__PROVIDED RECORDS__
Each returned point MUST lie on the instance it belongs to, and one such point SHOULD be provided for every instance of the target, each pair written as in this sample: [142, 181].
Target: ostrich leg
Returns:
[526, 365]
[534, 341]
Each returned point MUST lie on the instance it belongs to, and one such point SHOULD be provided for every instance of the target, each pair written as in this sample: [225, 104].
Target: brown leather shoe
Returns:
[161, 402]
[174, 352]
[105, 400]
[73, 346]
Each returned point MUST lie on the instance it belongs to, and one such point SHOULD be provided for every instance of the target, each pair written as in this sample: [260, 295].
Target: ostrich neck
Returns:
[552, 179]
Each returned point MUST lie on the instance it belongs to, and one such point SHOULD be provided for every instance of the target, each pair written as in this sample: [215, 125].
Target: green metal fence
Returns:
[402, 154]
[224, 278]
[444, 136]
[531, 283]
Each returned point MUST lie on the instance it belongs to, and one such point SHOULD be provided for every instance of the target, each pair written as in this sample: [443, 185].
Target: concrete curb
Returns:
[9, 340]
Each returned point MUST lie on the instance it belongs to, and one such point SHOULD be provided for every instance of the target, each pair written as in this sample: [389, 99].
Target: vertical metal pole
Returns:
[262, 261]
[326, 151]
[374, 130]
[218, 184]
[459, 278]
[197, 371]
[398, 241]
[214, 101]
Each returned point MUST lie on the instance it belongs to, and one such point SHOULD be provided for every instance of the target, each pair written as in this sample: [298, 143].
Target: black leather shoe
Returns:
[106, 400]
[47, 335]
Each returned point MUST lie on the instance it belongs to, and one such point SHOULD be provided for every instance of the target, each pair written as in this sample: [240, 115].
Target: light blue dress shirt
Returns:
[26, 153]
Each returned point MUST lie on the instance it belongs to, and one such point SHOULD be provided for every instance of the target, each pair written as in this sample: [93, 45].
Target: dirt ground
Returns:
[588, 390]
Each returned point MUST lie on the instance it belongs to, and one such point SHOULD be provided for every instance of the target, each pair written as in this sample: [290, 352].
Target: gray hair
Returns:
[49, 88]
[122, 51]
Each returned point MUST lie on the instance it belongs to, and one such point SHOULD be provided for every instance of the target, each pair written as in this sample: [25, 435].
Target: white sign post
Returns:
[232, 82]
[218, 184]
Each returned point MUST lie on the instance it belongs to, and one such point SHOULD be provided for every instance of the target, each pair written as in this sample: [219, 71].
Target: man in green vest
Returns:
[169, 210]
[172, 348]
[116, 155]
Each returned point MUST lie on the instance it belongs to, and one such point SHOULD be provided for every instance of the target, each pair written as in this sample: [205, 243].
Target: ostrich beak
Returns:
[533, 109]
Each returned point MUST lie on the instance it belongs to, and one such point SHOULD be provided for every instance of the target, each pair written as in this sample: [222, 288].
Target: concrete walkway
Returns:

__WHAT YOU ARE ASKED TO DO__
Reproduce the lines starting at the one that contains "sample: [222, 288]." and ending at the last line of the records, with "walkway" changed to "sidewalk" and everything else left as it is.

__EXPECTED ANSWER__
Each returned point MUST lie on the instance it belongs to, and one such point SHOULD be provided for every instance of the target, each pair written as in this sample: [222, 288].
Target: concrete sidewalk
Returns:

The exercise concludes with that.